What this task involves — Reproduce the rows below verbatim, but leave out the pictures.

--- start Record extracts ---

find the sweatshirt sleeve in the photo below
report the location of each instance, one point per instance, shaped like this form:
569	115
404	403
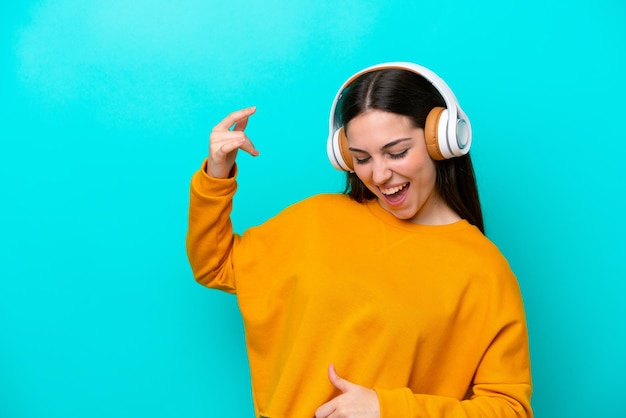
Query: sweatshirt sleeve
210	237
501	385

--- end Record extracts ---

Solution to this problem —
find the sweatshirt sleeve in the photo below
report the location of each instance, one point per instance, shaped like this form:
569	115
404	403
Query: sweatshirt sleeve
210	237
501	385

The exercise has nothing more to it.